• INSTRUCTIONS FOR THE TASK: Give the lines again, unchanged, starting with the line containing "label the priest" and ending with the last line of the data below.
+-------+
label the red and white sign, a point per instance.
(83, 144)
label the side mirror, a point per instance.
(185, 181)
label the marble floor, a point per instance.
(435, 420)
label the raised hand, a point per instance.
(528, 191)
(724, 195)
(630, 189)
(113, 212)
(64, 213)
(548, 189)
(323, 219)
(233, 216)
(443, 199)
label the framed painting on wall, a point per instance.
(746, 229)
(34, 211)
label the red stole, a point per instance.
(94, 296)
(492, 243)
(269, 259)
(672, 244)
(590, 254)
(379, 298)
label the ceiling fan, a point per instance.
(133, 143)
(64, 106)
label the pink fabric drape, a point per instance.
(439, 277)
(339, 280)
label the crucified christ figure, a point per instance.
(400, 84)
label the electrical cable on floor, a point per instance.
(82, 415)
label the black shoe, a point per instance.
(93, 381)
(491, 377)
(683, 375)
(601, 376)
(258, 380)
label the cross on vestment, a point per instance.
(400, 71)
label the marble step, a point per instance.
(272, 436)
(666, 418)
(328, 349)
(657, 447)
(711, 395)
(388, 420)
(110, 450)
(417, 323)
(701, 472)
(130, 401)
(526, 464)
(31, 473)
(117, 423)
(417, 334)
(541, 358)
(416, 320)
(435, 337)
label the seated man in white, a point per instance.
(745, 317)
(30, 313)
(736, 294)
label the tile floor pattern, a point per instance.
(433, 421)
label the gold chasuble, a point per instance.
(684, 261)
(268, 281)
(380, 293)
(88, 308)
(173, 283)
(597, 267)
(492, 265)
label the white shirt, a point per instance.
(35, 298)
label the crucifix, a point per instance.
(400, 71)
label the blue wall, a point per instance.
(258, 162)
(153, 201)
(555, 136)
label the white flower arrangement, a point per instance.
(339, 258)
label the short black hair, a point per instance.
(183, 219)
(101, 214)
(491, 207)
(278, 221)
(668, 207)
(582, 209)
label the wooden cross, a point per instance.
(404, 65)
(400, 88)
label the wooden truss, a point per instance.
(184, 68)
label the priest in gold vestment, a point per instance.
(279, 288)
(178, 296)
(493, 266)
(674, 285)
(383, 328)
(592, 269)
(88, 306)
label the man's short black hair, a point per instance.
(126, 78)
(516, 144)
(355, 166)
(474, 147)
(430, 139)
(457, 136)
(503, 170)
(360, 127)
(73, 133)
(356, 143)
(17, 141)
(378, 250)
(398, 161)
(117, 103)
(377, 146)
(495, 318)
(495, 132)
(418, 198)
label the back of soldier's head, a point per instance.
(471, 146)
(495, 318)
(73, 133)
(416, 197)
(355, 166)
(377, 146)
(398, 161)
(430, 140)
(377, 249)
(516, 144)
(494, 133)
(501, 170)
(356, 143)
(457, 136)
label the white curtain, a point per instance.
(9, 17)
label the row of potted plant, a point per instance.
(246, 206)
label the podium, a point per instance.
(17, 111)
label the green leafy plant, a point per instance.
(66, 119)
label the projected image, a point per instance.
+-------+
• WRITTEN ANSWER:
label the priest in gold vestment, a point per instance.
(279, 288)
(178, 296)
(493, 266)
(674, 285)
(383, 328)
(592, 269)
(88, 306)
label the man's short black hair, a point per instance.
(126, 78)
(516, 144)
(355, 166)
(474, 147)
(430, 139)
(457, 136)
(503, 170)
(360, 127)
(73, 133)
(356, 143)
(17, 141)
(378, 250)
(398, 161)
(117, 103)
(377, 146)
(495, 318)
(495, 132)
(418, 198)
label the back of soldier's head, a point per instance.
(471, 146)
(495, 318)
(73, 133)
(416, 197)
(355, 166)
(377, 146)
(398, 161)
(430, 140)
(377, 249)
(516, 144)
(494, 133)
(501, 170)
(356, 143)
(457, 136)
label the white curtain, a point per instance.
(9, 17)
label the row of potted plant, a point per instance.
(246, 206)
label the podium, a point per instance.
(17, 111)
label the green leafy plant, a point per instance.
(66, 119)
label the projected image, a point per instance.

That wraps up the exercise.